PROVIDED PASSAGE -
::::
Part of 1st place solution (LSTM CNN Transformer Encoder) of Google-Brain-Ventilator competition

Competition website: https://www.kaggle.com/c/ventilator-pressure-prediction/overview
Our solution write-up: https://www.kaggle.com/c/ventilator-pressure-prediction/discussion/285256

Features

Features I use include a few lag and diff features, which are basically previous values of u_in and differences between current u_in and previous u_in. R and C are one-hot encoded with combinations of R and C one-hot encoded as well. Additionally, cumulative u_in integrated over time is also calculated (area_true). For more details, see add_features in Functions.py.

Architecture

My deep learning architecture is a combination of LSTM, 1D convolution, and transformers. LSTM is necessary to model this data because of target pressure's heavy dependence on previous time points. Convolution in conjunction with transformers is a good combination to model global dependencies while making up for transformers' inability to capture local interactions.
::::
EXERCISE -
Reproduce word for word the part of the ventilator solution write-up starting at "Features I use" and ending at "capture local interactions.". None of the data is needed here.

COLLECTED DATA -
::::
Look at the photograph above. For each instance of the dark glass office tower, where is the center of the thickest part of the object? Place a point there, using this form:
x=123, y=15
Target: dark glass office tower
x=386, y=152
::::
FINISHED ANSWER -
Features I use include a few lag and diff features, which are basically previous values of u_in and differences between current u_in and previous u_in. R and C are one-hot encoded with combinations of R and C one-hot encoded as well. Additionally, cumulative u_in integrated over time is also calculated (area_true). For more details, see add_features in Functions.py.

Architecture

My deep learning architecture is a combination of LSTM, 1D convolution, and transformers. LSTM is necessary to model this data because of target pressure's heavy dependence on previous time points. Convolution in conjunction with transformers is a good combination to model global dependencies while making up for transformers' inability to capture local interactions.